EXERCISE GOAL
Answer these questions from the game reviews:
1. What rating does Mage Knight receive?
2. Which expansion adds variety to Pandemic's roles and events?
3. The structure of which campaign does the Lost Ruins of Arnak story expansion share?

PAGE EXCERPT
■ ■ ■ ■ ■ ■ ■

Easy to learn but surprisingly deep trading game with meaningful decisions throughout. The short length and randomness from the cards can make luck a factor, but that’s not a bad thing.

4/5

Lost Ruins of Arnak

A pleasant Euro resource-converter (with light deckbuilding and worker placement) with components that spark joy. Stands out for the impressive solo/coop story expansion, which has the structure of an Arkham Horror LCG campaign. With the expedition leaders, this occupies an attractive weight of being accessible to people fairly new to boardgaming while being engaging to veterans.

4/5

Mage Knight

A stunningly bold roguelike epic told over several hours of exploration, combat, referencing the terrible manuals, and solving delightful optimization puzzles.

5/5

Pandemic

Although my tastes have gotten a bit heavier since my initial adoration for Pandemic, it still stands up as an accessible, enjoyable, cooperative puzzle I’m happy to bring to the table. It absolutely suffers from quarterbacking, and it can feel a bit samey after a while once you’ve basically solved the game’s core puzzle, but the On the Brink expansion helps with the latter, adding huge variety to the roles and events with some optional modules to spice things up.

■ ■ ■ ■ ■ ■ ■

EXTRACTED MATERIAL
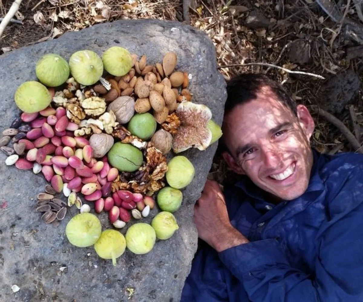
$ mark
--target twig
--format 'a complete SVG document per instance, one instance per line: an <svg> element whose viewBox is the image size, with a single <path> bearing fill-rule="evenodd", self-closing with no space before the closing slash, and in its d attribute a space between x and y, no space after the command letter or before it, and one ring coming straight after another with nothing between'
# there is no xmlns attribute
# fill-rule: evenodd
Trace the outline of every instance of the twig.
<svg viewBox="0 0 363 302"><path fill-rule="evenodd" d="M4 20L4 18L0 18L0 22ZM20 20L17 20L16 19L11 19L9 22L12 23L16 23L18 24L21 24L21 25L23 25L22 21L21 21Z"/></svg>
<svg viewBox="0 0 363 302"><path fill-rule="evenodd" d="M334 155L344 146L344 144L342 144L342 143L338 144L334 148L332 148L331 150L328 152L328 155Z"/></svg>
<svg viewBox="0 0 363 302"><path fill-rule="evenodd" d="M363 153L363 148L361 147L359 142L357 140L355 137L353 135L349 129L340 120L321 108L317 108L314 110L320 115L325 117L328 121L330 122L340 130L340 132L345 137L353 148L355 150L356 152L359 152L359 153Z"/></svg>
<svg viewBox="0 0 363 302"><path fill-rule="evenodd" d="M277 57L277 58L276 59L276 61L273 62L274 65L276 65L277 63L278 63L279 61L281 59L281 57L282 56L282 54L284 53L284 52L285 51L285 49L287 48L289 46L290 46L290 44L293 42L293 41L292 40L290 41L289 43L287 44L285 44L285 46L282 47L282 49L281 49L281 51L280 53L280 54L278 55L278 57ZM272 68L271 67L269 67L267 69L266 69L266 71L265 72L265 74L266 74L270 71L270 70Z"/></svg>
<svg viewBox="0 0 363 302"><path fill-rule="evenodd" d="M45 0L40 0L40 1L39 1L39 2L38 2L35 5L35 6L34 7L33 7L33 8L32 9L32 12L34 11L34 10L36 8L38 7L40 5L40 4L42 3L45 1Z"/></svg>
<svg viewBox="0 0 363 302"><path fill-rule="evenodd" d="M3 34L3 33L4 32L4 30L5 29L5 28L6 27L6 26L12 18L13 17L14 17L15 13L19 9L19 7L20 6L20 3L21 3L21 1L22 0L15 0L13 3L13 4L11 5L11 6L10 7L10 8L9 9L9 11L7 13L3 21L0 23L0 38L1 38L1 37Z"/></svg>
<svg viewBox="0 0 363 302"><path fill-rule="evenodd" d="M318 74L315 74L310 73L305 73L304 71L296 71L293 70L290 70L290 69L287 69L286 68L284 68L283 67L281 67L280 66L274 65L273 64L269 64L269 63L246 63L246 64L232 64L231 65L223 65L221 66L219 66L217 68L219 69L221 68L226 68L228 67L239 67L243 66L252 66L254 65L259 65L260 66L267 66L269 67L273 67L274 68L277 68L279 69L281 69L281 70L284 70L284 71L285 72L288 73L289 73L297 74L305 74L306 75L310 75L311 76L314 76L315 78L321 79L322 80L325 79L325 78L323 76L322 76L321 75L319 75Z"/></svg>
<svg viewBox="0 0 363 302"><path fill-rule="evenodd" d="M350 113L350 117L352 119L353 132L355 136L355 138L357 139L358 142L360 142L360 127L357 120L357 116L355 115L355 112L354 112L354 106L352 105L349 106L349 113Z"/></svg>

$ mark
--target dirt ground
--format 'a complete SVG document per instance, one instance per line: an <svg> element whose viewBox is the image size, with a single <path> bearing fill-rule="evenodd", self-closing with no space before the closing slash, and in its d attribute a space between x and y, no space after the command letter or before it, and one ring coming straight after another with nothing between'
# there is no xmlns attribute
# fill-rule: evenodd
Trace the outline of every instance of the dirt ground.
<svg viewBox="0 0 363 302"><path fill-rule="evenodd" d="M343 23L332 21L313 0L187 2L190 24L213 41L219 69L226 80L242 73L267 74L313 113L314 147L331 154L356 150L341 127L317 113L320 107L333 114L362 144L362 130L355 131L353 121L356 129L363 125L363 47L348 36ZM12 3L0 0L0 17ZM357 34L363 36L363 20L357 13L361 8L349 1L335 7L342 20L357 25ZM0 40L0 54L98 23L148 18L183 21L182 1L178 0L23 0L19 12L15 18L23 24L8 26ZM218 152L212 172L220 181L229 173Z"/></svg>

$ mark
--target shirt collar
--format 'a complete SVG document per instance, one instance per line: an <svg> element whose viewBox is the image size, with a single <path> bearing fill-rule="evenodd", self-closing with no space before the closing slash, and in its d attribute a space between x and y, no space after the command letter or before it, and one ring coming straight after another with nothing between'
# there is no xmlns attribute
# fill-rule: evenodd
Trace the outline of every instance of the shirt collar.
<svg viewBox="0 0 363 302"><path fill-rule="evenodd" d="M304 194L313 191L321 191L324 190L324 183L320 177L320 171L328 160L326 156L321 154L315 149L313 149L312 150L314 159L313 167L309 184ZM253 198L265 201L265 192L256 186L247 176L244 177L244 178L235 185L242 189L246 194Z"/></svg>

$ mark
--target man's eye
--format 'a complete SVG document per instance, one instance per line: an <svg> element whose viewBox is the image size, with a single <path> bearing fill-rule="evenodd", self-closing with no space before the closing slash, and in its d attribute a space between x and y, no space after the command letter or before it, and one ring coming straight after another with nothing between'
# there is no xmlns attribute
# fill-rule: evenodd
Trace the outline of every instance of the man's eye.
<svg viewBox="0 0 363 302"><path fill-rule="evenodd" d="M245 155L249 155L250 154L252 154L253 153L253 148L251 148L250 149L249 149L248 150L246 151L246 153L245 153Z"/></svg>
<svg viewBox="0 0 363 302"><path fill-rule="evenodd" d="M286 131L285 130L280 130L280 131L277 132L276 133L275 133L275 136L277 137L281 136L281 135L284 134L284 133L285 132L286 132Z"/></svg>

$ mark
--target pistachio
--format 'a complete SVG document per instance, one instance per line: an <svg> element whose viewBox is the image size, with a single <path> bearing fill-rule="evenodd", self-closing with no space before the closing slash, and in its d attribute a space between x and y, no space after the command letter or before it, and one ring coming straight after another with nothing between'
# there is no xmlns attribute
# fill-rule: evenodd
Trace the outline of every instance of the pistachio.
<svg viewBox="0 0 363 302"><path fill-rule="evenodd" d="M20 117L16 117L10 125L10 128L17 128L21 124L21 119Z"/></svg>
<svg viewBox="0 0 363 302"><path fill-rule="evenodd" d="M61 207L59 205L57 204L55 202L52 202L50 201L48 203L48 204L52 207L52 208L54 209L56 211L58 211L58 210L60 210Z"/></svg>
<svg viewBox="0 0 363 302"><path fill-rule="evenodd" d="M42 219L46 224L53 222L56 220L56 215L51 211L46 212L42 215Z"/></svg>
<svg viewBox="0 0 363 302"><path fill-rule="evenodd" d="M57 212L56 215L57 219L58 220L63 220L66 216L66 214L67 214L67 208L65 207L61 208Z"/></svg>
<svg viewBox="0 0 363 302"><path fill-rule="evenodd" d="M38 200L51 199L53 199L54 198L54 195L52 194L49 194L48 193L40 193L37 196L37 198Z"/></svg>
<svg viewBox="0 0 363 302"><path fill-rule="evenodd" d="M3 131L3 135L8 135L9 136L13 136L18 134L19 132L17 129L14 128L9 128L8 129L5 129Z"/></svg>
<svg viewBox="0 0 363 302"><path fill-rule="evenodd" d="M131 214L135 219L139 219L141 218L141 213L137 209L134 209L131 211Z"/></svg>
<svg viewBox="0 0 363 302"><path fill-rule="evenodd" d="M8 135L5 135L0 138L0 147L6 146L10 141L11 138Z"/></svg>
<svg viewBox="0 0 363 302"><path fill-rule="evenodd" d="M61 207L66 207L67 204L65 202L64 200L62 200L60 198L58 198L56 197L53 198L52 200L52 202L56 204L58 204L58 206L60 206Z"/></svg>
<svg viewBox="0 0 363 302"><path fill-rule="evenodd" d="M46 185L45 188L45 192L52 195L55 195L57 194L56 190L53 189L53 187L50 185Z"/></svg>
<svg viewBox="0 0 363 302"><path fill-rule="evenodd" d="M37 202L37 205L38 206L42 206L44 204L46 204L50 201L49 199L42 199L38 200Z"/></svg>
<svg viewBox="0 0 363 302"><path fill-rule="evenodd" d="M5 164L7 166L11 166L16 162L19 159L19 155L17 154L13 154L5 160Z"/></svg>
<svg viewBox="0 0 363 302"><path fill-rule="evenodd" d="M26 133L23 132L20 132L11 139L11 141L13 142L17 142L20 140L25 138L26 136Z"/></svg>
<svg viewBox="0 0 363 302"><path fill-rule="evenodd" d="M6 146L3 146L2 147L0 147L0 150L1 150L8 156L12 155L15 153L14 149L9 147L7 147Z"/></svg>
<svg viewBox="0 0 363 302"><path fill-rule="evenodd" d="M41 206L39 206L35 209L35 211L48 212L48 211L50 211L51 210L52 210L52 208L48 204L42 204Z"/></svg>

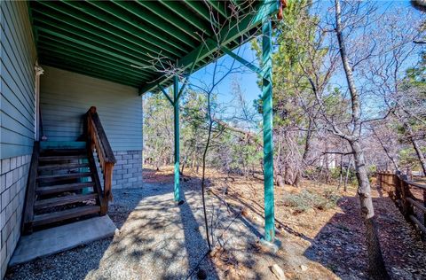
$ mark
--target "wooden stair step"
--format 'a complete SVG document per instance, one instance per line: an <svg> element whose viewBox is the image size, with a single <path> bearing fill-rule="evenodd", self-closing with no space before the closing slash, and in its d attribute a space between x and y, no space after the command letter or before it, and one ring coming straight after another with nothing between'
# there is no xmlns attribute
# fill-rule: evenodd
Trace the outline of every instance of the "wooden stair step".
<svg viewBox="0 0 426 280"><path fill-rule="evenodd" d="M99 212L100 212L99 206L86 206L64 211L36 214L34 215L33 226L37 227Z"/></svg>
<svg viewBox="0 0 426 280"><path fill-rule="evenodd" d="M68 179L78 179L83 177L91 177L91 172L81 172L81 173L69 173L69 174L61 174L54 175L39 175L37 176L38 182L49 183L60 180L68 180Z"/></svg>
<svg viewBox="0 0 426 280"><path fill-rule="evenodd" d="M77 191L77 190L82 190L83 188L93 187L94 184L95 184L94 182L56 184L52 186L39 187L36 189L36 192L38 195L53 194L53 193Z"/></svg>
<svg viewBox="0 0 426 280"><path fill-rule="evenodd" d="M40 155L80 155L80 154L86 154L87 152L84 149L48 149L43 150L40 152Z"/></svg>
<svg viewBox="0 0 426 280"><path fill-rule="evenodd" d="M72 159L87 159L87 154L79 154L79 155L62 155L62 156L40 156L40 161L59 161L59 160L72 160Z"/></svg>
<svg viewBox="0 0 426 280"><path fill-rule="evenodd" d="M39 166L38 171L54 171L54 170L67 170L89 167L89 163L62 163L62 164L48 164Z"/></svg>
<svg viewBox="0 0 426 280"><path fill-rule="evenodd" d="M53 198L48 199L37 200L34 204L34 209L45 209L49 207L65 206L67 204L83 202L84 200L95 199L98 197L97 193L70 195L60 198Z"/></svg>
<svg viewBox="0 0 426 280"><path fill-rule="evenodd" d="M42 141L40 142L41 150L49 149L85 149L84 141Z"/></svg>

■ ■ ■ ■ ■ ■ ■

EXERCISE ANSWER
1. 5/5
2. On the Brink
3. An Arkham Horror LCG campaign